Set down exactly the lines running from the line with "point_to(query) locates a point on each instance of the small" to the end of the listing below, both ends included.

┏━━

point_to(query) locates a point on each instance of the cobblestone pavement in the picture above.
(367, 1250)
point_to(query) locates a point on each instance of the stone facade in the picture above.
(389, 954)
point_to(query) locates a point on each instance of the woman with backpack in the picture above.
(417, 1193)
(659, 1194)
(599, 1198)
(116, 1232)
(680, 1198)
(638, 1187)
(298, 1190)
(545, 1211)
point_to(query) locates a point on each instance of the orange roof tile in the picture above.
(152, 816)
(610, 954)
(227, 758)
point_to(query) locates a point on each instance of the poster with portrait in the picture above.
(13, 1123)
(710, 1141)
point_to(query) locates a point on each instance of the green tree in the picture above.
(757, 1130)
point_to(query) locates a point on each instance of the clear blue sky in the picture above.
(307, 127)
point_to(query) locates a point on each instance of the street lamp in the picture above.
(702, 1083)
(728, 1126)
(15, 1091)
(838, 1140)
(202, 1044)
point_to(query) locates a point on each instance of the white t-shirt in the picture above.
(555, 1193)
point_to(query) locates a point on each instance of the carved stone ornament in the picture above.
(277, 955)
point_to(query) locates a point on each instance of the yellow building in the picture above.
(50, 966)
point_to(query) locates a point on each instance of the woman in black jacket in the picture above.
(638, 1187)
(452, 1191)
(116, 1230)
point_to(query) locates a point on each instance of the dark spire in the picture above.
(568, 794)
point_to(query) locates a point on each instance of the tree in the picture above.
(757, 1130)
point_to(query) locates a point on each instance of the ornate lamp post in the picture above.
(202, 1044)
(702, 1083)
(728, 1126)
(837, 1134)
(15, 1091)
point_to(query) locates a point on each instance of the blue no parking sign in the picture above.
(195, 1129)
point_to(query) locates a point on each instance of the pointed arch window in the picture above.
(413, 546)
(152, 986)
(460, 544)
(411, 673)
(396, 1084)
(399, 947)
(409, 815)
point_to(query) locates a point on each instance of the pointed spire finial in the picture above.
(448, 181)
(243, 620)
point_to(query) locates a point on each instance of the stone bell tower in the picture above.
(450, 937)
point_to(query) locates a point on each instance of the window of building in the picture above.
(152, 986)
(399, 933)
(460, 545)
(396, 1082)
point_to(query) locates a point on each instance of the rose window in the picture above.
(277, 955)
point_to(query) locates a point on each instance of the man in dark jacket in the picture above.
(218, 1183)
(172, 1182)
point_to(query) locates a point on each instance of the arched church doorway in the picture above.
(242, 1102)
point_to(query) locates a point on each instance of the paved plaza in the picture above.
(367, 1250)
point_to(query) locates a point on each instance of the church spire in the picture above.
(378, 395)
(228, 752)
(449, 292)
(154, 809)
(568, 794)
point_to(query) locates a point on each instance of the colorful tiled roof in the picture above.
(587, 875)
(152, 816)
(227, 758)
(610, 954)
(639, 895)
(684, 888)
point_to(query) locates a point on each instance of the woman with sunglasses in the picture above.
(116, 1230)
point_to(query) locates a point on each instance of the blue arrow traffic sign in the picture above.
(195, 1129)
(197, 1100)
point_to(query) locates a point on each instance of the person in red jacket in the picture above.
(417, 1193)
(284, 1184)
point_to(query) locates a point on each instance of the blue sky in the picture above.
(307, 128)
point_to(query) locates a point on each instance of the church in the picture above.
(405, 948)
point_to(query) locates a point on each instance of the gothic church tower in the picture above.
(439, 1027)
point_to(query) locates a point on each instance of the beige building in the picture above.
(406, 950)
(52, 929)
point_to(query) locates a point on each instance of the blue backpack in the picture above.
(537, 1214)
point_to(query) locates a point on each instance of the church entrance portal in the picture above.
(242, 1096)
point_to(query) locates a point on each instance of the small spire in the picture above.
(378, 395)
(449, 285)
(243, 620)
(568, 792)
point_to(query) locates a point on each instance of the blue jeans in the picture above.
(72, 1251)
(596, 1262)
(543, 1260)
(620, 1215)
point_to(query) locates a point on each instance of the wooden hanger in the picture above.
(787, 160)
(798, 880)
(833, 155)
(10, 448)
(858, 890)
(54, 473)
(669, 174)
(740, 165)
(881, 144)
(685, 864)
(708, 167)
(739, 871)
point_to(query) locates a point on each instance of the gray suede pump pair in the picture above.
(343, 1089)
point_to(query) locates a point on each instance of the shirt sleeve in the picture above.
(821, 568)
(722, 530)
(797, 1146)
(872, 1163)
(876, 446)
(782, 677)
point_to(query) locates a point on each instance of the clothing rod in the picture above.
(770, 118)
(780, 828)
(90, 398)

┗━━

THE REPLY
point_to(query) locates a point on each instance of the small spire in the picture above.
(378, 395)
(449, 285)
(243, 620)
(568, 792)
point_to(query) locates a point on each instance of the blue jeans in the picture above.
(72, 1251)
(596, 1262)
(543, 1260)
(620, 1215)
point_to(query) locates a point on each instance of the wooden hanger in the picture above.
(787, 160)
(798, 880)
(833, 155)
(10, 448)
(858, 890)
(54, 473)
(669, 174)
(740, 165)
(881, 144)
(685, 864)
(708, 167)
(739, 871)
point_to(query) locates a point on each instance of the gray suede pump pair in the picture above.
(343, 1089)
point_to(query) locates a point on each instance of the shirt sleeve in the picture above.
(821, 568)
(722, 530)
(797, 1146)
(872, 1163)
(876, 446)
(782, 677)
point_to(query) locates a point on each instance of the clothing rod in the picture above.
(770, 118)
(780, 828)
(90, 398)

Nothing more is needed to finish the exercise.